Exercise instructions
Identify each line in the listing below that contains the word "chocolate", and copy those lines.

Position identification records
□ □ □ □
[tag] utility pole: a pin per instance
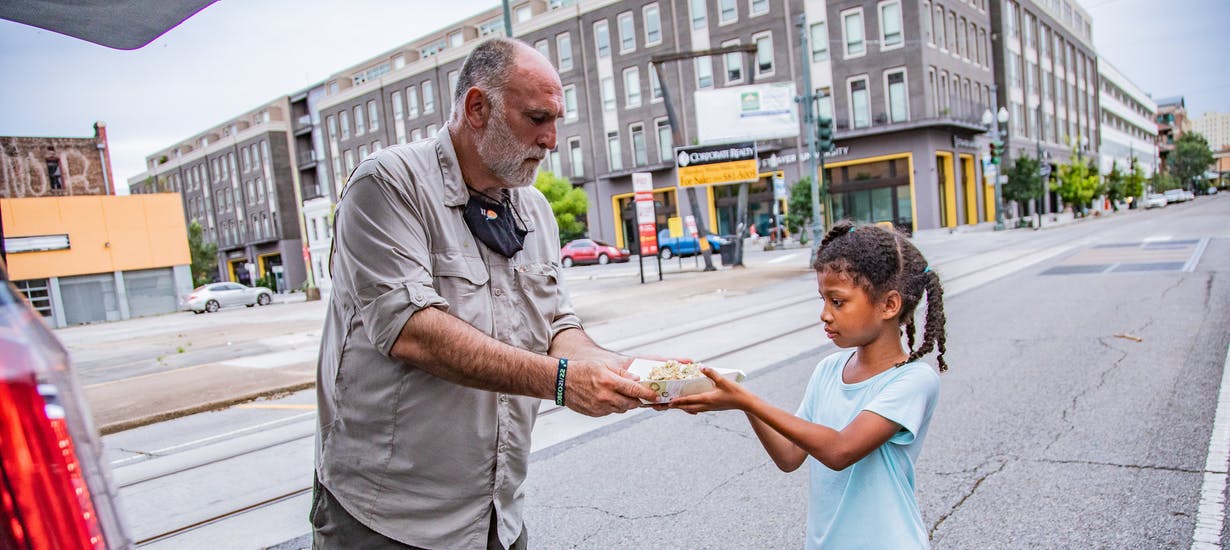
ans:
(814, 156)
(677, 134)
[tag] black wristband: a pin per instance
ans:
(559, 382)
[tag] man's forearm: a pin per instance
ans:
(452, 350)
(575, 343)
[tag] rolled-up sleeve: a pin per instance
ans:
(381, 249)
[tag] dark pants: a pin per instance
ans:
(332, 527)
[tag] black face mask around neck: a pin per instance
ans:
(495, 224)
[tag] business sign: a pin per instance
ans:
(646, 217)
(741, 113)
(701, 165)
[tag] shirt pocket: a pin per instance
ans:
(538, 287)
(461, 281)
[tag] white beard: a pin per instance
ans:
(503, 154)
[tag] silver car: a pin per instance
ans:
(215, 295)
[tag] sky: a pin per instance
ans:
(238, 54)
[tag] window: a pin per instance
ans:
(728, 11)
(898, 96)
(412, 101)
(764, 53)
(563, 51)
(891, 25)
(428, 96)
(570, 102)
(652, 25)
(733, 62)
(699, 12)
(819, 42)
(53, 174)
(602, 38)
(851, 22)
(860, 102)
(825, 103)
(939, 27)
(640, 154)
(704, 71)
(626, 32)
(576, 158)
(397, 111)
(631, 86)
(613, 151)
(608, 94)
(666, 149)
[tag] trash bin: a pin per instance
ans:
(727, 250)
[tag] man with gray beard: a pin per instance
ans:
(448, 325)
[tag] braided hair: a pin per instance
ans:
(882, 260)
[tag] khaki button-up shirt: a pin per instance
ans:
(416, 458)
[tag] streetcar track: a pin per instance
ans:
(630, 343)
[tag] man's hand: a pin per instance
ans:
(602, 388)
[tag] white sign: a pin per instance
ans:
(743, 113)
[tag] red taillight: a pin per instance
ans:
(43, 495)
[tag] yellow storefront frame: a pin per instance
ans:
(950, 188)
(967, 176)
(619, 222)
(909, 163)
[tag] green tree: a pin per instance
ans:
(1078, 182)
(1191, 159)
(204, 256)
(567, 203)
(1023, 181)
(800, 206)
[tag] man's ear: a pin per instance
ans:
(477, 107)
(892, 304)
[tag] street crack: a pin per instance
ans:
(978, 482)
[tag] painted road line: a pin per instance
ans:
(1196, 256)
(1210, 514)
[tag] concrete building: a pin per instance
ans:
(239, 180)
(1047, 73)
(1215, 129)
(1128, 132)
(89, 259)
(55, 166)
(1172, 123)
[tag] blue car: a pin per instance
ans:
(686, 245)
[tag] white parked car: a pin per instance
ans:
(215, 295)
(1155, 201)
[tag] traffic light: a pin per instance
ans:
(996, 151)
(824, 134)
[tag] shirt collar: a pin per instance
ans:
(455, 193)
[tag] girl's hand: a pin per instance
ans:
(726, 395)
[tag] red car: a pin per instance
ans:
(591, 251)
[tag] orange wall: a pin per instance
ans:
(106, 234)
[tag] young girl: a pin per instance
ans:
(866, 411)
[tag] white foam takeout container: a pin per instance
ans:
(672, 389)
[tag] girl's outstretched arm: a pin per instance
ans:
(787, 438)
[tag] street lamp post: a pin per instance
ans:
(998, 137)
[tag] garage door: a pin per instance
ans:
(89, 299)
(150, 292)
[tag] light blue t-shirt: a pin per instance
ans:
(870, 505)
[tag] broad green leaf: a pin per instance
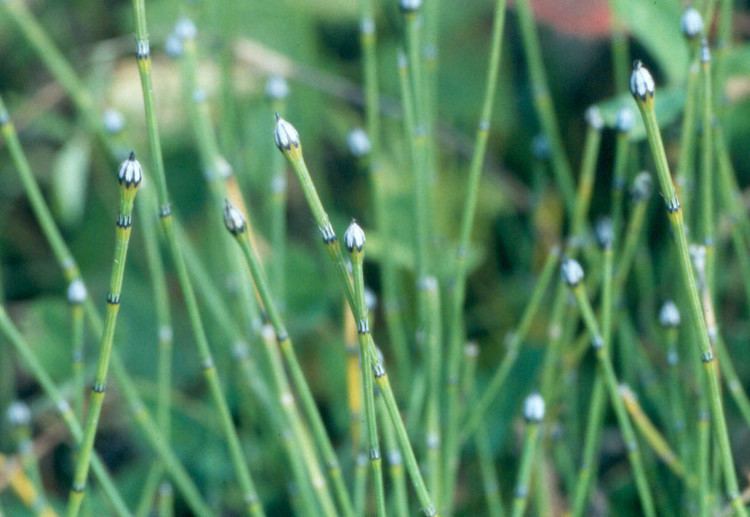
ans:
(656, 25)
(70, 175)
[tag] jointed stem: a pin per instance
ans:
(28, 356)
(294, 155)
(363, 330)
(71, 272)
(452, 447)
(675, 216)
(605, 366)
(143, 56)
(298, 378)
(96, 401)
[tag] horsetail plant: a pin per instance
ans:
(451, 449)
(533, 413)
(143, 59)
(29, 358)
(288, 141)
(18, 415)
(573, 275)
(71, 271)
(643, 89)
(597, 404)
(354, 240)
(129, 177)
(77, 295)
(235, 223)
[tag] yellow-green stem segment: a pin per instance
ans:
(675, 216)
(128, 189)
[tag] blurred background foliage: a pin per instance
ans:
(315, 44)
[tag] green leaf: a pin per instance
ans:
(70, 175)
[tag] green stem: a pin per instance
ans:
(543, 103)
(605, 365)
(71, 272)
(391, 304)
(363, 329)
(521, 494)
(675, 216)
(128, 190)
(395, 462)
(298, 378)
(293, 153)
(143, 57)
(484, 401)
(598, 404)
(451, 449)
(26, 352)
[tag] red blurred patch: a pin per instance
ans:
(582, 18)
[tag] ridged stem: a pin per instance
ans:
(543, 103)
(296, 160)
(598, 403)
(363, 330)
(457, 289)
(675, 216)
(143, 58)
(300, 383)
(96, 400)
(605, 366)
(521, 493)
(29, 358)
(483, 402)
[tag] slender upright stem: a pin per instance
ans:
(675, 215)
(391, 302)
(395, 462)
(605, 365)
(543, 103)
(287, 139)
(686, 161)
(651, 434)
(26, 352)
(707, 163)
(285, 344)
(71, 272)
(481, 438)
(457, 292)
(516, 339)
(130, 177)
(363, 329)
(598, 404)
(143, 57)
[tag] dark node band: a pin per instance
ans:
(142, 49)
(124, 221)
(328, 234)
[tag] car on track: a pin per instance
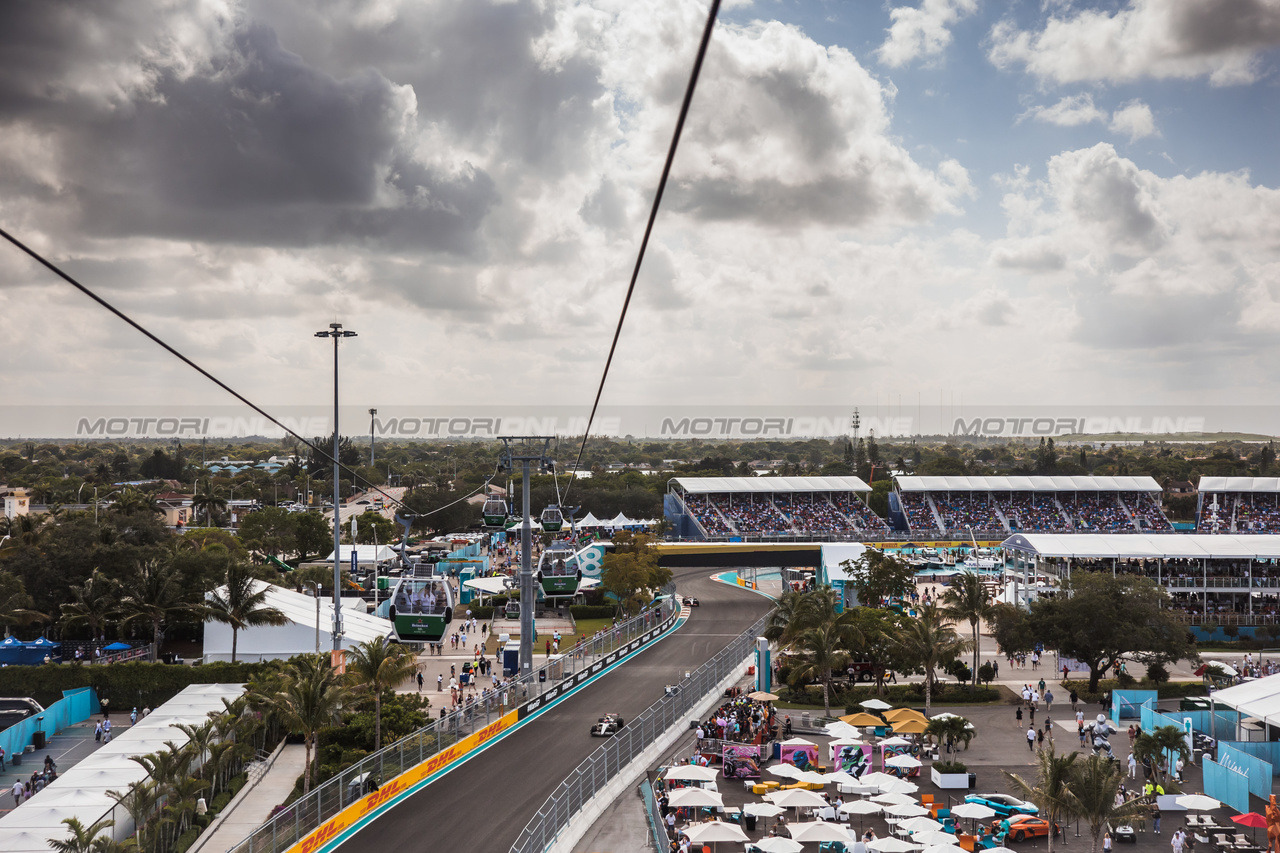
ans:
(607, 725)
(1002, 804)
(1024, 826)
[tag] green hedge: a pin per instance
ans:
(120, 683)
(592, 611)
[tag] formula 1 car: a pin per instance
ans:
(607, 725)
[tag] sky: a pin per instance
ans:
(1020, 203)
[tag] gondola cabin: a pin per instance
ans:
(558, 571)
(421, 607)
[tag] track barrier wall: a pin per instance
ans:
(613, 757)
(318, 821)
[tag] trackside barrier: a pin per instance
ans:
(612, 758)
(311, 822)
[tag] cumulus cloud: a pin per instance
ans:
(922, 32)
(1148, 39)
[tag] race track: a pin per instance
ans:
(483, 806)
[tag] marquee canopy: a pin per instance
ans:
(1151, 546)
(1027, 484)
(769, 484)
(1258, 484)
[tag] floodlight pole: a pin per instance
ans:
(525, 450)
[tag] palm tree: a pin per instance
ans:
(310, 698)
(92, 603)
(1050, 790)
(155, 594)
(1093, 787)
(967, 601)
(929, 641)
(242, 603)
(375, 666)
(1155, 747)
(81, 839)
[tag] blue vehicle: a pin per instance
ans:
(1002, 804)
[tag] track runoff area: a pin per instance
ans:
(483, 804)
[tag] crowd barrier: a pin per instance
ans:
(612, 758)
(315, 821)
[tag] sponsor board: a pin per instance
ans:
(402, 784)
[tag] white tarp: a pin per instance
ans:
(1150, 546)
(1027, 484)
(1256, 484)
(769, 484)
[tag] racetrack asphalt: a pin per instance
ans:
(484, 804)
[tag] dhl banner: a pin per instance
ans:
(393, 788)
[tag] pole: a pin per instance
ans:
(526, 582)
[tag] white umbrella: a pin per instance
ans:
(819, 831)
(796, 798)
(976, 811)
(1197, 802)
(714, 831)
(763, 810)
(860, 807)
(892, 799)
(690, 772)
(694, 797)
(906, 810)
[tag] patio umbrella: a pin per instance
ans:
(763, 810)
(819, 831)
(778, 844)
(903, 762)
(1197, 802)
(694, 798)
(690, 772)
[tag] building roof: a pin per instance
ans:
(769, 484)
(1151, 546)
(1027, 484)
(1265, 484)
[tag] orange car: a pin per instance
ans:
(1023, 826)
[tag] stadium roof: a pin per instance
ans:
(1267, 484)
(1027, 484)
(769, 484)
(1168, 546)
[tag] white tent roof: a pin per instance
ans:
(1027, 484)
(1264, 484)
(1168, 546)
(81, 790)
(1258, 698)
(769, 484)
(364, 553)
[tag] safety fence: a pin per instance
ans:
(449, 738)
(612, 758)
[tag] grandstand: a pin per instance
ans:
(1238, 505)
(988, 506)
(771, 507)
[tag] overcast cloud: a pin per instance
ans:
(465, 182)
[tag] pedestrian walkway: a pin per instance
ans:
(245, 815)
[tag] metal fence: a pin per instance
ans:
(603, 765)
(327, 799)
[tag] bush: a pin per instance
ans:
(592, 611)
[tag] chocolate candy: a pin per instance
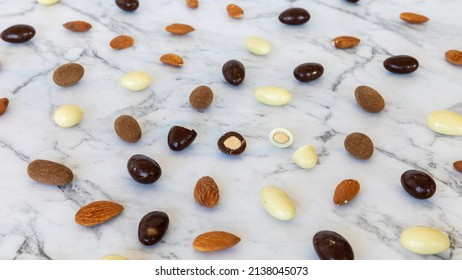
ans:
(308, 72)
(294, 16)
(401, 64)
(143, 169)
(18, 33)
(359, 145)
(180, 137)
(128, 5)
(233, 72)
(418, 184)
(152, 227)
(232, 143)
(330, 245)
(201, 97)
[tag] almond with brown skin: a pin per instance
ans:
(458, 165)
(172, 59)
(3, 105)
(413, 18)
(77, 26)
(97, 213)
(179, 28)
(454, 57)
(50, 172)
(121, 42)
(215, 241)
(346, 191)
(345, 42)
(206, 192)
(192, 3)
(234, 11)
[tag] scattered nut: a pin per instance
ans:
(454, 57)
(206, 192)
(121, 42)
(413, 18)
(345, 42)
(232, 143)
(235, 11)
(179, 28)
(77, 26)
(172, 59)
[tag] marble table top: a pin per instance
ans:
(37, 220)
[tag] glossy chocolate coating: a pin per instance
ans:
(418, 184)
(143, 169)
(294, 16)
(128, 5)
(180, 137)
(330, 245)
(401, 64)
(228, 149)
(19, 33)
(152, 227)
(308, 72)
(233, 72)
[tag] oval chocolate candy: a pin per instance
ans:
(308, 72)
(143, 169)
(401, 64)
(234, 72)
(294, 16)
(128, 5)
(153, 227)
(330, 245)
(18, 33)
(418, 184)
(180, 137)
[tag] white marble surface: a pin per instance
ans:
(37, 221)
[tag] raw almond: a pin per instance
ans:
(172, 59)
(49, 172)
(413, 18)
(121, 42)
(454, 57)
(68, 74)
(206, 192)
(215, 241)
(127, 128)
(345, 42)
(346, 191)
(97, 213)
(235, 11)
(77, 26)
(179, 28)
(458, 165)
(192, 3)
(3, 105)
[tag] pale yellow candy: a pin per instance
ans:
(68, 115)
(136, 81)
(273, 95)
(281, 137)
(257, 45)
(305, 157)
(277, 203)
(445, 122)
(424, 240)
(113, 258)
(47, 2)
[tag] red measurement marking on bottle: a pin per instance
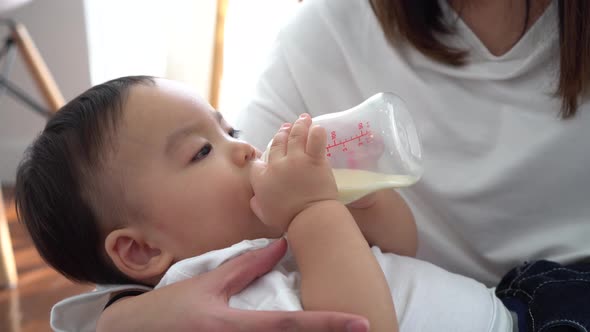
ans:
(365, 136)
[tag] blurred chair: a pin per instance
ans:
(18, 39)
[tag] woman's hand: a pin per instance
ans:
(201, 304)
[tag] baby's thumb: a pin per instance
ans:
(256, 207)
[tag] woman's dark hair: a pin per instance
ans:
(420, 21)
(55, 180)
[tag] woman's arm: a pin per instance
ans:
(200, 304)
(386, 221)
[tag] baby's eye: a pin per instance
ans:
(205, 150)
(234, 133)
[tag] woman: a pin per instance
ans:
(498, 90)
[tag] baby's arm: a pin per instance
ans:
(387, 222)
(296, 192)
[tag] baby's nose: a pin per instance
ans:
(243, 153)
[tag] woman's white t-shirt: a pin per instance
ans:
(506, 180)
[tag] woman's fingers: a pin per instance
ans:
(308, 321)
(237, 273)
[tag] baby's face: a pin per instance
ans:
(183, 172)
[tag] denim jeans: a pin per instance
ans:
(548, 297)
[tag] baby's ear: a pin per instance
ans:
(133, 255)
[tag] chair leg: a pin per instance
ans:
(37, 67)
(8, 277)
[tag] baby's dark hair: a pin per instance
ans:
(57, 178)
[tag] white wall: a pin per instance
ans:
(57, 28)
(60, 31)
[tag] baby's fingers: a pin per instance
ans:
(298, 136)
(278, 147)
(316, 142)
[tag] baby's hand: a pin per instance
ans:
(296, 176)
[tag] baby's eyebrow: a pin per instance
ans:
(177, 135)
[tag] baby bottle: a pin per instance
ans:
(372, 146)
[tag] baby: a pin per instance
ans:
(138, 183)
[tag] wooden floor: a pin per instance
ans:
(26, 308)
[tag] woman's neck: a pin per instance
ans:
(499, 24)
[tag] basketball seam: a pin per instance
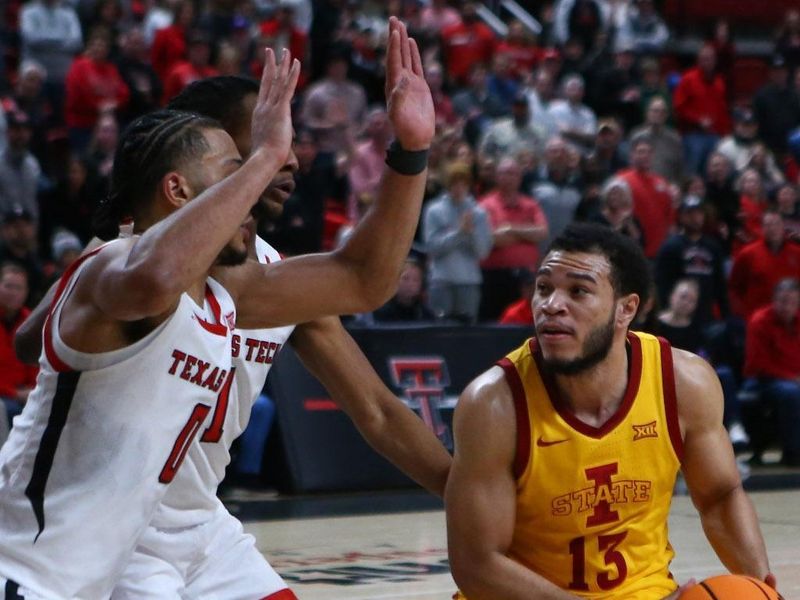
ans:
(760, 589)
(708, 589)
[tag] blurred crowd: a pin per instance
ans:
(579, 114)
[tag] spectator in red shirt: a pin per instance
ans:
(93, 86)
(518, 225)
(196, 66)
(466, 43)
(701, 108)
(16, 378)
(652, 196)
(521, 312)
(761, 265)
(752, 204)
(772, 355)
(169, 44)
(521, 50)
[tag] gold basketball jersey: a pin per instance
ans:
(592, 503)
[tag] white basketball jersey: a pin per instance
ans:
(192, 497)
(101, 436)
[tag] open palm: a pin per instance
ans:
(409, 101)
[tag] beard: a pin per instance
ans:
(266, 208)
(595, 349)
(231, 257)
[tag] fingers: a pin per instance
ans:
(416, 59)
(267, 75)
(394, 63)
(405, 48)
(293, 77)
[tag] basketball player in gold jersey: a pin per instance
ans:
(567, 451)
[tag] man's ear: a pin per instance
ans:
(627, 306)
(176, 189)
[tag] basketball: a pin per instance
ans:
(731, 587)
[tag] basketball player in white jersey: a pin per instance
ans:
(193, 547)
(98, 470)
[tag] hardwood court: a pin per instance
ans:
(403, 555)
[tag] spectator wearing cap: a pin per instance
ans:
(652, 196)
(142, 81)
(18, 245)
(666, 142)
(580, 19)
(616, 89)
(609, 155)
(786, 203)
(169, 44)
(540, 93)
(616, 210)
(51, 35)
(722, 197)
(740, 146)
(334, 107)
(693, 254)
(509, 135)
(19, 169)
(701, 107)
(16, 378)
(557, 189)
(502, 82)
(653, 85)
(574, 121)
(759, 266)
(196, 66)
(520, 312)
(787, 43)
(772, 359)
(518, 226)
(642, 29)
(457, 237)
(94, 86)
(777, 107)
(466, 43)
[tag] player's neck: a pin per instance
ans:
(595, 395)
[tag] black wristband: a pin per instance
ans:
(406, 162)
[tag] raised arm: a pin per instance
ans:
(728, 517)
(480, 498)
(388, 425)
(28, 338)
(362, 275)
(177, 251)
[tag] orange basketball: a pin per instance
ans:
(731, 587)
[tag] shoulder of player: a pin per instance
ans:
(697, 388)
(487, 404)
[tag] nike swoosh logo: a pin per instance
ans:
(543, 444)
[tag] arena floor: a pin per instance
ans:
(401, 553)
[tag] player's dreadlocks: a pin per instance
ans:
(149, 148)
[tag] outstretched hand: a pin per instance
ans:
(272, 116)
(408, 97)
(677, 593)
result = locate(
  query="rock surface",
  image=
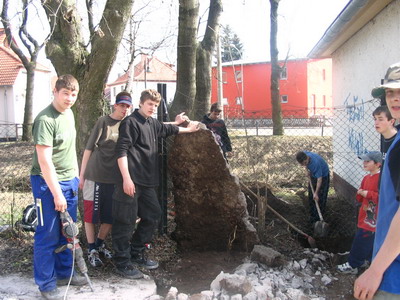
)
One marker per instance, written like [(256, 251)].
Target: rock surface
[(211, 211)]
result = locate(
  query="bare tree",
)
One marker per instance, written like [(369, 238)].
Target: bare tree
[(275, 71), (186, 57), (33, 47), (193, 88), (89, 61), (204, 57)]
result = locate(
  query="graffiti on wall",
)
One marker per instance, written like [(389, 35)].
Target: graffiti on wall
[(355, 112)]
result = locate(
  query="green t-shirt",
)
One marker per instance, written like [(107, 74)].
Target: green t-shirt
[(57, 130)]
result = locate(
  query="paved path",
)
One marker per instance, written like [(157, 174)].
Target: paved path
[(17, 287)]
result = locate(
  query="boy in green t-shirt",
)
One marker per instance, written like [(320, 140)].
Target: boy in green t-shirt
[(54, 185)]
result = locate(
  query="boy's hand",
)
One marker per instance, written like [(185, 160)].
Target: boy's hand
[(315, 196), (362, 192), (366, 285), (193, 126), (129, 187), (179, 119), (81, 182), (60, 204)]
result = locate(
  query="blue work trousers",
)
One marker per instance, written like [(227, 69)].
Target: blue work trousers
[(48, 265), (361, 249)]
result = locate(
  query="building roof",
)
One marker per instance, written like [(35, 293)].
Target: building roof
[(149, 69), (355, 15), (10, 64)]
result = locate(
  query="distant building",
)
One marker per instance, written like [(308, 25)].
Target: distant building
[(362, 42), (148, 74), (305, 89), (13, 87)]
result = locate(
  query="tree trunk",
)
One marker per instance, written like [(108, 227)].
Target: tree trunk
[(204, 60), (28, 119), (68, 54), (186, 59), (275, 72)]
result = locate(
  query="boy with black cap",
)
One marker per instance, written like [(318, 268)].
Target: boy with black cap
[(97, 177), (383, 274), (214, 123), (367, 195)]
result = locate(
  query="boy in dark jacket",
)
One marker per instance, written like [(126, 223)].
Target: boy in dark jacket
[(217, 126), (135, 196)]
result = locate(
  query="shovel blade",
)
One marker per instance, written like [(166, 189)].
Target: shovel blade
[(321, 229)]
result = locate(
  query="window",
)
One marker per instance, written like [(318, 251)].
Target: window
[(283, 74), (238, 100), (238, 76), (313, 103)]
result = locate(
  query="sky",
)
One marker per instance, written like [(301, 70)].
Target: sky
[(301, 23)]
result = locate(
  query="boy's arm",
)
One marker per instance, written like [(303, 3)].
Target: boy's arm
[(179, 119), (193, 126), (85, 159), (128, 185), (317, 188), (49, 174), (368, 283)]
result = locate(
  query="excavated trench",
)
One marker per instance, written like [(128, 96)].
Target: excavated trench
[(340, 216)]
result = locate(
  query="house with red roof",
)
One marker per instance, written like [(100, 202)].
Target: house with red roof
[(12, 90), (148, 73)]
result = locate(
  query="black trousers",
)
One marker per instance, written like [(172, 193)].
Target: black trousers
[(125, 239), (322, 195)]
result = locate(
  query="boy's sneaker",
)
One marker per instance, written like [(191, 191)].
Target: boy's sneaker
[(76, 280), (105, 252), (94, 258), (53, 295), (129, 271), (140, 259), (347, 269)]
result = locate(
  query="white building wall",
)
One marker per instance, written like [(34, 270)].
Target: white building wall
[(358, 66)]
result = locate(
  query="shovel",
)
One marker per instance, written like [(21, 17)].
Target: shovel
□ □ □ □
Solution below
[tag] chocolate candy: a pin per instance
[tag] glossy chocolate coating: a pin per instance
[tag] oval chocolate candy: a pin per instance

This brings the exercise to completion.